Line by line, print the records exactly.

_Dataset entries_:
BEGIN
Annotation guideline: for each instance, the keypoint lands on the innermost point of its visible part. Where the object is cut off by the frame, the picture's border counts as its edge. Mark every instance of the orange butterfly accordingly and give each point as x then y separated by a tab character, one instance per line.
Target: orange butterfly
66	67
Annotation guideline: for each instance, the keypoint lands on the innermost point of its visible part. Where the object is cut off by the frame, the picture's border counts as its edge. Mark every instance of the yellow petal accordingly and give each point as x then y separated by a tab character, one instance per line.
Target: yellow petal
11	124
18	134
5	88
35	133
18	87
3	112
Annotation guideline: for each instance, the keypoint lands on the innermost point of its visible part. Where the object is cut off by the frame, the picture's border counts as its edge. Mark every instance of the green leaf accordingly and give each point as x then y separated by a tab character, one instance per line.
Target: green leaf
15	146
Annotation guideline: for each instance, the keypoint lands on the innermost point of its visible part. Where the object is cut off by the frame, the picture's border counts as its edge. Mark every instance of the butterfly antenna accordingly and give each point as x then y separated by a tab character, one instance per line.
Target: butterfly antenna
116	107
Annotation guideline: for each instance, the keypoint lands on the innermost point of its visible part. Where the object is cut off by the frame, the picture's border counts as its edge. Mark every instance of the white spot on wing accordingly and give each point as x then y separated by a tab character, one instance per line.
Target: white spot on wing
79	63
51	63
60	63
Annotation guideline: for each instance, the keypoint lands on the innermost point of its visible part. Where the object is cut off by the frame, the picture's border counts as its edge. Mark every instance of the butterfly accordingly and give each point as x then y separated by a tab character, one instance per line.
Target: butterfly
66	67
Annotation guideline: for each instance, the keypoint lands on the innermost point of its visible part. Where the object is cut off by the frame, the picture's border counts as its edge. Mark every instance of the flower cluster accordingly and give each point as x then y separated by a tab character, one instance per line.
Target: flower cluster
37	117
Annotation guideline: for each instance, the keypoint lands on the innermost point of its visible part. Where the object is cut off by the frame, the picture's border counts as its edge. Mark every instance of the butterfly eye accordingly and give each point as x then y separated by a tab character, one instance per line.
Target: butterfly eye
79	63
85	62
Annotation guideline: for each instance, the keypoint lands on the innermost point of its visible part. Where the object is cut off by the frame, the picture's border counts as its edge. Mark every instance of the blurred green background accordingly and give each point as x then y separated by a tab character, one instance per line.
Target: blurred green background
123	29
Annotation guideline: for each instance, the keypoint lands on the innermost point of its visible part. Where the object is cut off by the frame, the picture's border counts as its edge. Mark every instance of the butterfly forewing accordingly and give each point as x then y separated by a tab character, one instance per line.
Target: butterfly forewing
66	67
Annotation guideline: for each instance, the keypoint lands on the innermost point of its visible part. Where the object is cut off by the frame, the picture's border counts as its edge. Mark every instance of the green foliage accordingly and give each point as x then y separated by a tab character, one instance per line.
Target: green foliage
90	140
END
_REPLY TO THE TASK_:
Annotation guideline: for each instance, the keypoint lands on the innermost point of its visible part. Where the object is cut off by the frame, the picture's border counts as its edge. Mark every instance of the orange butterfly accordingly and give each point as x then y separated by a tab character, one instance per line.
Target: orange butterfly
66	67
Annotation guideline: for each instance, the keypoint lands on the innermost point of its visible part. Where the object is cut off by the frame, the picture's border counts as its edge. Mark every instance of the yellow petal accordingly and give each point as x then y separated by a tab character, one instance per line.
Target: yellow petal
11	124
18	134
5	88
35	133
18	87
3	112
Annotation guideline: for each instance, the keypoint lands on the innermost point of its visible part. Where the object is cut off by the frame, the picture's border counts as its edge. Mark every instance of the green leaf accordingly and give each point as x then y separated by a tab character, one instance per line.
Target: green leaf
15	146
Annotation guideline: for each instance, the keypoint lands on the innermost point of its visible part. Where the object is cut off by the frame, the picture's border counts as its edge. Mark every instance of the butterfly antenna accordingly and give each point as x then y separated by a tab character, one instance per line.
Target: butterfly antenna
116	107
Annotation guideline: for each instance, the keypoint lands on the innermost point of its visible part. Where the object is cut off by the frame, the picture's border counts as its edge. Mark every instance of the white spot on wing accordingly and give each point as x then y separated by a tab character, one instance per line.
Target: white spot on wing
79	63
51	63
60	63
Annotation guideline: for each instance, the keypoint lands on the innermost point of its visible part. Where the object is cut off by the frame, the picture's border counts as its edge. Mark every instance of the butterfly accordingly and give each point as x then y separated by a tab character, one instance per line.
Target: butterfly
66	67
Annotation guideline: for each instance, the keypoint lands on the innermost point of its visible part. Where the object is cut off by the frame, the picture's border counts as its edge. Mark every instance of the flower cluster accordingly and give each point as x then y separated by a tab character, one instance per line.
Target: flower cluster
37	117
Annotation guideline: for each instance, the keypoint lands on the innermost point of its visible part. Where the object is cut off by the frame, the picture's border counts as its edge. Mark every instance of the butterfly eye accordingly and give each point as x then y separated by a tab character, one instance per line.
Target: butterfly eye
79	63
85	62
Annotation guideline: for each instance, the keypoint lands on the innermost point of its visible part. Where the object is cut off by the frame, the picture's border counts as its edge. Mark every instance of the blurred green background accordingly and give each point as x then y separated by a tab character, one instance per line.
Target: blurred green background
123	29
Annotation guideline: for each instance, the keypoint lands on the innermost point of its visible part. Where the object is cut off by the frame, the picture's border counts as its edge. Mark every instance of the butterfly forewing accordingly and give each point as x then y separated by a tab character, one instance per line.
Target: butterfly forewing
66	67
Annotation guideline: for each instance, the keypoint lands on the innermost point of its visible part. Where the object is cut off by the frame, the picture's border counts as its edge. Mark every instance of the green foliage accordingly and give each point as x then y separated by a tab character, one instance per line.
Target: green foliage
90	140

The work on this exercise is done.